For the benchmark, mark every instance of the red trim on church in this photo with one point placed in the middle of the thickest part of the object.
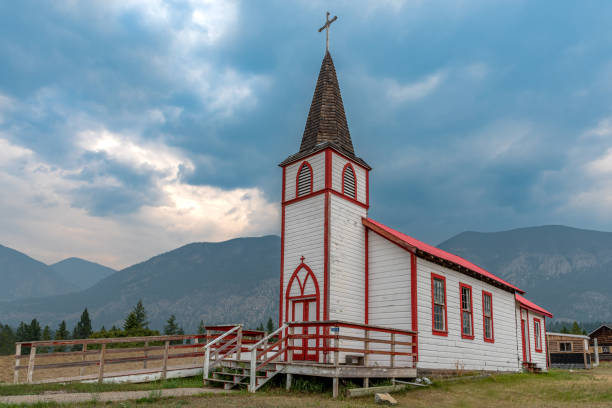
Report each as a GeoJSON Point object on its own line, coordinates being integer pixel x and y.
{"type": "Point", "coordinates": [367, 279]}
{"type": "Point", "coordinates": [347, 165]}
{"type": "Point", "coordinates": [280, 308]}
{"type": "Point", "coordinates": [411, 244]}
{"type": "Point", "coordinates": [297, 178]}
{"type": "Point", "coordinates": [413, 300]}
——
• _TASK STATEMENT_:
Render the rows above as a JSON list of strings, one string per line, with blank lines dropped. Leave the pictures out.

• _ANSWER TO THE TASK_:
[
  "For the benchmark, mark every instance of the red trim on church in this photo with one point placed in the middle of the thickest part of the object.",
  "Report each as a GeoJSON Point object on its own line, coordinates being integer pixel x and y.",
  "{\"type\": \"Point\", \"coordinates\": [367, 279]}",
  "{\"type\": \"Point\", \"coordinates\": [347, 165]}",
  "{\"type\": \"Point\", \"coordinates\": [280, 308]}",
  "{\"type\": \"Point\", \"coordinates\": [411, 244]}",
  "{\"type\": \"Point\", \"coordinates\": [297, 178]}",
  "{\"type\": \"Point\", \"coordinates\": [413, 300]}"
]